_Excerpted passage_
His works have premiered worldwide in cities such as Rotterdam, Washington, Moscow, Rio de Janeiro, Paris, Buenos Aires, Waterford,New York, Mumbai, Bratislava, Prague, Ljubljana, Sarajevo, Kraków, Belgrade,Budapest, Los Angeles, Podgorica, São Paulo, Athens, Augsburg, Vienna, Sofia, Riga, Vilnius, Antwerp, Tirana, Pristina, Hyderabad, Rome, Maribor, Novi Sad, Mostar, Brno, Trnava, Bautzen, Zagreb, Warsaw, Bangalore, Bucharest,Novosibirsk, Tallinn, Vienna, Tel Aviv, Sydney, Salzburg, Ankara...
Novels
He has published eleven novels, including The Forgotten Son, How We Broke Our Legs, Klara, Margita or a Journey into a Past Life, Judith, The Baptist, Pontius Pilate, The Only Witness of Beauty, Kafka’s Friend, A Few Birds and One Sky, and Portrait of a Soul. He has also published two short story collections, Little Unusual People and Stories of Solitude, a poetry collection titled Poems, the epic The Defense of Jerusalem, and a collection of theatrical monologues titled Theatrical Monologues.
In his early prose works, Gavran describes life in rural Croatia, portraying ordinary people, who are almost anti-heroes, yet maintain a positive outlook on life even when faced with injustice and great difficulties. This is best exemplified in his 1989 novel The Forgotten Son, in which the main character is a twenty-year-old young man with mental disabilities.
At the age of forty, Gavran began writing psychological-existential novels inspired by the Bible, modernizing biblical characters in a way that resonates with contemporary readers. Both believers and atheists enjoy reading these works, finding universal human messages within them.
His books have been published in various parts of the world: Beijing, Vienna, St. Petersburg, Oslo, Istanbul, Paris, Prague, Bratislava, Sofia, Santiago de Chile, Ljubljana, Skopje, Amsterdam, Belgrade, Pristina, Tirana, Tokyo, Jaipur, and many more. His books have been printed in more than one million copies.

Data lines:
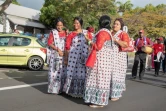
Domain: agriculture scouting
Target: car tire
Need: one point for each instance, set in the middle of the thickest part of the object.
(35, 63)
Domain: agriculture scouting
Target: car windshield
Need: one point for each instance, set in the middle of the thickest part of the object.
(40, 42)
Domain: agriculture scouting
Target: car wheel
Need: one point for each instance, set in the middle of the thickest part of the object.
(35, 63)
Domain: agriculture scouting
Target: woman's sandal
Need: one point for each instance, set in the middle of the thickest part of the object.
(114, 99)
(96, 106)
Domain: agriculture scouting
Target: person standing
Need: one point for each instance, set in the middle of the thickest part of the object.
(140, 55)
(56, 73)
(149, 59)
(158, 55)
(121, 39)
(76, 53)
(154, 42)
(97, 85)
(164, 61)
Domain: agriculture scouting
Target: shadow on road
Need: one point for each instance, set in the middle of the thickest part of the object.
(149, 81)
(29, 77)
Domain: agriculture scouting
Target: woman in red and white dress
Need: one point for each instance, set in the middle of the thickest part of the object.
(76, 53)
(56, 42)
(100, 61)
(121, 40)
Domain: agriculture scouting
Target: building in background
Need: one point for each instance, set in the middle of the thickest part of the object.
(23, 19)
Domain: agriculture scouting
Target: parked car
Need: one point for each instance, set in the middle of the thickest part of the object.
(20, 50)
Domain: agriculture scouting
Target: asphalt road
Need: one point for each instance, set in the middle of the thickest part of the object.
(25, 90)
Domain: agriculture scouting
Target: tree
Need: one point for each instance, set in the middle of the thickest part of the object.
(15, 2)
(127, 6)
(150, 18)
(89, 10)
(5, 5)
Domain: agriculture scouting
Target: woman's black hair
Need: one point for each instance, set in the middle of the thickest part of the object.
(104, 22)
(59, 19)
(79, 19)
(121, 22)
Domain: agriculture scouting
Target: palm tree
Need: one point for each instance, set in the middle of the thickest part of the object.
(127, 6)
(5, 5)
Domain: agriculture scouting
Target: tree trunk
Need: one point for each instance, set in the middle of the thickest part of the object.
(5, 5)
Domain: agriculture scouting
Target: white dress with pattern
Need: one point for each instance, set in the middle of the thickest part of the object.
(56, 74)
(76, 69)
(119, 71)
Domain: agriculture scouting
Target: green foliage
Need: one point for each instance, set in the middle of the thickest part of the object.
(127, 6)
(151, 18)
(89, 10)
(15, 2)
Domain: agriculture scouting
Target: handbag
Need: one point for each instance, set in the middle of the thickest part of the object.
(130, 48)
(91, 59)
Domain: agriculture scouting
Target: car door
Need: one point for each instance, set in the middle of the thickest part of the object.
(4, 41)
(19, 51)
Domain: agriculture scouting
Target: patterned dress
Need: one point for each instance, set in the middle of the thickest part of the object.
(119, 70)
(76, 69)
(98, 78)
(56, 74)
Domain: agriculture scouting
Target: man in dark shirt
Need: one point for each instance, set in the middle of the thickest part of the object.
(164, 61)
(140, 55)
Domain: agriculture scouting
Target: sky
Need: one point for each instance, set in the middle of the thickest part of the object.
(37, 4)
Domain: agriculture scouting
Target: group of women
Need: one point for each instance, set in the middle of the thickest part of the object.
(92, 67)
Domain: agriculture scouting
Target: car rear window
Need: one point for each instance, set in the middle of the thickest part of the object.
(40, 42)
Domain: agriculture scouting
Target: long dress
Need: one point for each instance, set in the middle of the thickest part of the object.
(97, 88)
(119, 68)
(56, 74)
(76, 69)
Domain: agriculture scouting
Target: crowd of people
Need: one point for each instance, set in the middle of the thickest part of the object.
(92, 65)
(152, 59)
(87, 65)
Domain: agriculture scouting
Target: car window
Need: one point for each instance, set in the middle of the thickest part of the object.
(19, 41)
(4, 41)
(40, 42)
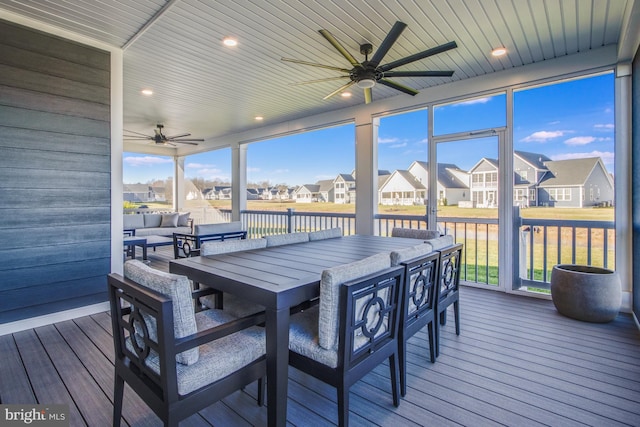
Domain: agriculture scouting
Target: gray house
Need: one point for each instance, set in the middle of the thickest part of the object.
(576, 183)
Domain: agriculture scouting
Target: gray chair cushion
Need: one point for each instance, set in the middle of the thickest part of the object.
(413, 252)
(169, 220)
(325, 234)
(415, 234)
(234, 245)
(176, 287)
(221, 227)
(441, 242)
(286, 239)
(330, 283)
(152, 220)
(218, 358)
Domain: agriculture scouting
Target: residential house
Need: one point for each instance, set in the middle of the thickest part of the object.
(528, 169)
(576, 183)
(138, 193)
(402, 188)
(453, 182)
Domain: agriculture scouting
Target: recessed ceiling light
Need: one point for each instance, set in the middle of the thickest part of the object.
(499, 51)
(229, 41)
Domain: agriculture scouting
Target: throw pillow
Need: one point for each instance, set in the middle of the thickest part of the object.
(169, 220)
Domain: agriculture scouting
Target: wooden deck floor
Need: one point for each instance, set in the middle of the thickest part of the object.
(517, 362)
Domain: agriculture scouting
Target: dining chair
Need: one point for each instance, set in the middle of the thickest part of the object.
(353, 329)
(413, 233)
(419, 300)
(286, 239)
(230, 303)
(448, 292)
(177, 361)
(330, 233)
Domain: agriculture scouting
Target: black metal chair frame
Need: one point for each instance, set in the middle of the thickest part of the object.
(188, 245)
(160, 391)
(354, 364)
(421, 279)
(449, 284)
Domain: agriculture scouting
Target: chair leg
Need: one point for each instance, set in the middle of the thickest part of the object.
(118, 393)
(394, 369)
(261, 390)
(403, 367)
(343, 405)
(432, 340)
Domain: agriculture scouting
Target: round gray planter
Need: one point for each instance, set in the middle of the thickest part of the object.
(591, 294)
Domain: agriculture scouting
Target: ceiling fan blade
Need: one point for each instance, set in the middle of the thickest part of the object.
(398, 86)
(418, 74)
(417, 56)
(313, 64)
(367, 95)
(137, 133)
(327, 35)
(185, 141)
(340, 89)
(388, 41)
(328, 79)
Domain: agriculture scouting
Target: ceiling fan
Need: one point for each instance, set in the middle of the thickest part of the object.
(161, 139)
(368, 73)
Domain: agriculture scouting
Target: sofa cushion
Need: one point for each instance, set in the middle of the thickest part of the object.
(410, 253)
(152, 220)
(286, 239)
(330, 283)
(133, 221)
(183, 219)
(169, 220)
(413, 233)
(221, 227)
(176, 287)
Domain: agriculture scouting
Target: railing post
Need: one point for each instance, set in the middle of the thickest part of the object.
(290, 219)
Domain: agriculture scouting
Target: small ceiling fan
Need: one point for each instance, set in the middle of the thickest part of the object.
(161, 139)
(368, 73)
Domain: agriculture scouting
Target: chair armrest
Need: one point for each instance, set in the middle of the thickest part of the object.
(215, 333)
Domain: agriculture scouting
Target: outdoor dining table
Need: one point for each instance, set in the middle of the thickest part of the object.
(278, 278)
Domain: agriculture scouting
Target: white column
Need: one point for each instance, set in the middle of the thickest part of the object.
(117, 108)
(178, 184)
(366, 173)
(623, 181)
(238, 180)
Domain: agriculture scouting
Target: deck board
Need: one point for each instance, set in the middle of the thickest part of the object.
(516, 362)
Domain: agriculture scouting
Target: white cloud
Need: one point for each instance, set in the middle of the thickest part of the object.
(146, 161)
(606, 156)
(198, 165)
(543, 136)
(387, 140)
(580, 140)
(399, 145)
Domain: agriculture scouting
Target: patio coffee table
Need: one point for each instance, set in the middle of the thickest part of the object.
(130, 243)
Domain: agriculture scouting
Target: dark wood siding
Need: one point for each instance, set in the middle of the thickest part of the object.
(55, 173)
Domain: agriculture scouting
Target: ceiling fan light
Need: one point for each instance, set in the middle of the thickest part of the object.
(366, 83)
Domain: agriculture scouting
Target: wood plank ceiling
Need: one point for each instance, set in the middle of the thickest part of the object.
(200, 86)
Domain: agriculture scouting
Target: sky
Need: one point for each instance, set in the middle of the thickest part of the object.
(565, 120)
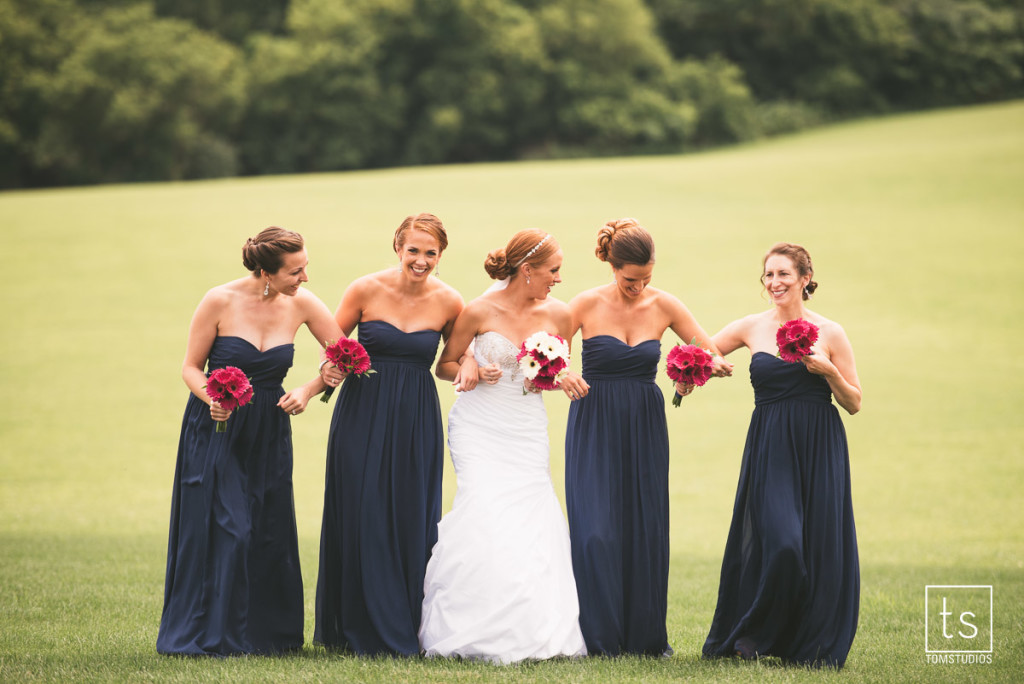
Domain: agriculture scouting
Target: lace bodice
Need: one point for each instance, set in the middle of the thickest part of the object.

_What the task requires_
Resume the passage on Gavran's writing, picking up right after its final sentence. The rows are separate material and not part of the passage on Gavran's writing.

_Written answer_
Children’s Books
Miro Gavran has written ten books for children and young people, full of emotion and humor: All Sorts of Things in My Head, How Dad Won Mom, Head over Heels in Love, Happy Days, Farewell Letter, Plays with Heads and Tails, Try to Forget, Plays for Children, The Teacher of My Dreams, and Summer to Remember.

Awards
Gavran has received about thirty literary and theatrical awards in Croatia and abroad, including the Central European Time Award in 1999 for the best Central European authors for his complete works in Budapest, Hungary, and the European Circle Award in 2003 in Zagreb for the promotion of European values in his texts.
He has twice won the Ranko Marinković Award for short stories from Večernji list for the stories My Good Father and Saving the Bear. He has also won four Marin Držić Awards for drama from the Croatian Ministry of Culture for his works When an Actor Dies, Laughing Prohibited, Nora Today, and The Craziest Show in the World.
For his novel Kafka’s Friend, he received the 2012 Croatian Academy of Sciences and Arts Award. His novel The Forgotten Son was included in the IBBY Honour List in 2002 in Basel, Switzerland, while his novel The Teacher of My Dreams won a Special Award at the International Festival of Literature for Young People in Sofia, Bulgaria, in 2007.
For his children’s book Everything in My Head, he won the Ivana Brlić Mažuranić Award, and for Happy Days and Summer to Remember, he twice won the Mato Lovrak Award. In April 2023, he was awarded the Antun Branko Šimić Award for the poem Defense of Jerusalem, and in December of the same year, the Association of Croatian Veterans of the Homeland War '91, in cooperation with other associations formed during the Homeland War, named him the Person of 2023 for his literary achievements in Croatia and abroad.